# Task statement:
Return every line of the records below that contains the string "terrace", treating uppercase and lowercase as different.

# Listing:
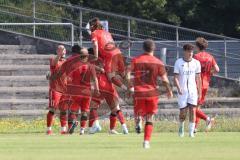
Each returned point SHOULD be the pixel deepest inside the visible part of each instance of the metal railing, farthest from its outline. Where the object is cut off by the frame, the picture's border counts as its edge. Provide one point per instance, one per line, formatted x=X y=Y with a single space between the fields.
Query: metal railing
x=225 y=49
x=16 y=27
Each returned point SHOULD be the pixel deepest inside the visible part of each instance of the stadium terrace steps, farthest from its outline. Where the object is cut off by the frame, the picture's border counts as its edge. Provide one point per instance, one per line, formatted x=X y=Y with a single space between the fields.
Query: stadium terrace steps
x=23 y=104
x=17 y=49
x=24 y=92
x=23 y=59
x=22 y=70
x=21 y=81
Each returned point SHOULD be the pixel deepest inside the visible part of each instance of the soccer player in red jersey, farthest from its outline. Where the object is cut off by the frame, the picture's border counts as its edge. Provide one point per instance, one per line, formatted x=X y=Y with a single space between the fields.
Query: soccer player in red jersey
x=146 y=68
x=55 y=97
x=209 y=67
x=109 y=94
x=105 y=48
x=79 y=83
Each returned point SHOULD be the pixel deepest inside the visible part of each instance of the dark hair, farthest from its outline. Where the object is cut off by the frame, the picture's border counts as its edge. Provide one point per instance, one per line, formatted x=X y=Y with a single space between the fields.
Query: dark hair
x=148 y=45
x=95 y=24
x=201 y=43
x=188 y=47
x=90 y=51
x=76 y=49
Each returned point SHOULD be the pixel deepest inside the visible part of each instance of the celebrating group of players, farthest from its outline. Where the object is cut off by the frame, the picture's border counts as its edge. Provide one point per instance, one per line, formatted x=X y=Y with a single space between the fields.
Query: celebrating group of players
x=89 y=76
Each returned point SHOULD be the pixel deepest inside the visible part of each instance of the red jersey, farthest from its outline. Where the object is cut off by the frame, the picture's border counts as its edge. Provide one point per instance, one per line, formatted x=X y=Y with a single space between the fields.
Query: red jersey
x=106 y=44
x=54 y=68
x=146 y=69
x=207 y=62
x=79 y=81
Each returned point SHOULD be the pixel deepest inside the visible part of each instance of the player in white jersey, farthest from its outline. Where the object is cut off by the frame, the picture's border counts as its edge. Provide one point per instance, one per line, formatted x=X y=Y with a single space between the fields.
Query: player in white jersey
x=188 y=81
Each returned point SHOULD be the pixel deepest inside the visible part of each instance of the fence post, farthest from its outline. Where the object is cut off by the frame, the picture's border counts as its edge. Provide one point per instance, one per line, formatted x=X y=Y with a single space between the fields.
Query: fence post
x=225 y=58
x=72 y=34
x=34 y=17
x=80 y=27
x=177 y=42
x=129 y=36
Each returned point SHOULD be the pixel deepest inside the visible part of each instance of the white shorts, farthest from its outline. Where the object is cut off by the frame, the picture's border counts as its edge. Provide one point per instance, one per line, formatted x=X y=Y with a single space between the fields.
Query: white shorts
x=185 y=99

...

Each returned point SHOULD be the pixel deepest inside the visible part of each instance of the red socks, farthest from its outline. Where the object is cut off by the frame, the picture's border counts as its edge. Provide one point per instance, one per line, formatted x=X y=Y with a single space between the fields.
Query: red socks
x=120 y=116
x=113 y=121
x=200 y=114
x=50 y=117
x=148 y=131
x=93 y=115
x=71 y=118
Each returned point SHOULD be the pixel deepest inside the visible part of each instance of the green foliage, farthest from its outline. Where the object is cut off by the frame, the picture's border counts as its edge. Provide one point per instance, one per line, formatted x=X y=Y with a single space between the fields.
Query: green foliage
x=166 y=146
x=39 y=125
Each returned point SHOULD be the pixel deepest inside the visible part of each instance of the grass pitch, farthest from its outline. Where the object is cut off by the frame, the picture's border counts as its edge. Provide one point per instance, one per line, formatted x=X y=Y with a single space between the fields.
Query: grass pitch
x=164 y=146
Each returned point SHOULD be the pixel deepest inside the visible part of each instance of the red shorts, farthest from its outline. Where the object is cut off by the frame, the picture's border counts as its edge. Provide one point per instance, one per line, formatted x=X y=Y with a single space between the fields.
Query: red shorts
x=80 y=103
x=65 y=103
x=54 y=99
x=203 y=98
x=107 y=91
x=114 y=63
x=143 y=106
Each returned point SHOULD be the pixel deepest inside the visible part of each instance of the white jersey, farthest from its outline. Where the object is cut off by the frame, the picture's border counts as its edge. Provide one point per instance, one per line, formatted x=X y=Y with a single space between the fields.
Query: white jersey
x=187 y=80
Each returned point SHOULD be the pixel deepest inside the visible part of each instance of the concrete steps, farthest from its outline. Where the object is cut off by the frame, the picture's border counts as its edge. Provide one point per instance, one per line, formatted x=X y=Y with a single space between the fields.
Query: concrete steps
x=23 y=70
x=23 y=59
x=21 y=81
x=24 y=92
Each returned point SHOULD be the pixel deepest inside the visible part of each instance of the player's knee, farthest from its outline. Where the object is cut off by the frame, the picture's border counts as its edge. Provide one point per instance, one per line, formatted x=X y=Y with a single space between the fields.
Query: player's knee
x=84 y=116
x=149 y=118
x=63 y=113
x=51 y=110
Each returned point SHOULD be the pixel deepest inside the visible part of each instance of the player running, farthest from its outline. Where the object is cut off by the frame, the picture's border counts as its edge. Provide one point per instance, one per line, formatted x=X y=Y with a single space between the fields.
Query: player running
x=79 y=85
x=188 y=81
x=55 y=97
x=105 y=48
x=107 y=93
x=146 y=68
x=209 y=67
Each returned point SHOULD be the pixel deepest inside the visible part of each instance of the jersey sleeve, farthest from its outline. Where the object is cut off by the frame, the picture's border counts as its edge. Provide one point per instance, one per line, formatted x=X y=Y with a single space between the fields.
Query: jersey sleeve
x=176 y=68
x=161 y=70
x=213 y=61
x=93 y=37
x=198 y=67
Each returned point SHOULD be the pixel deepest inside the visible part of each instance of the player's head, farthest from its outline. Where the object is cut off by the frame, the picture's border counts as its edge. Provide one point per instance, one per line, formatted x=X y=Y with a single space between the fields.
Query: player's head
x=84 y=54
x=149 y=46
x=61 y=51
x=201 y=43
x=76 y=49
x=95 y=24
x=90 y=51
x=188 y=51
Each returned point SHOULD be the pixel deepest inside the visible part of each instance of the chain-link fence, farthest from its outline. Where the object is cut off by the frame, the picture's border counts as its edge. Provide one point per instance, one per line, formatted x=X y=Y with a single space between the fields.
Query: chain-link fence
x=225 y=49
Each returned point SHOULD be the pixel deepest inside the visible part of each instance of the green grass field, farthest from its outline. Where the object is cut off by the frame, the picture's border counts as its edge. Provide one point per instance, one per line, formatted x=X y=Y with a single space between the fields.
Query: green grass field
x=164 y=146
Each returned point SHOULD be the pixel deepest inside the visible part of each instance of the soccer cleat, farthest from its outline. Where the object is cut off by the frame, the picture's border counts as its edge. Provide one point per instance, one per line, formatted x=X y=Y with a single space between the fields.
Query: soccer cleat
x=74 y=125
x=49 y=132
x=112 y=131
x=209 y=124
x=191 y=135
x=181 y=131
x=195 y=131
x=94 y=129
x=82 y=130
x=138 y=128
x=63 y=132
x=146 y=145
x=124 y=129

# The output:
Each returned point SHOULD be the pixel deepest inside the visible part of each instance of the stadium terrace steps, farthest from its outline. Where the object is cut off by the frame, the picture's border counts as its edge. Provide one point per instance, one per line, formatted x=X y=Y with a single space between the fields.
Query: stadium terrace steps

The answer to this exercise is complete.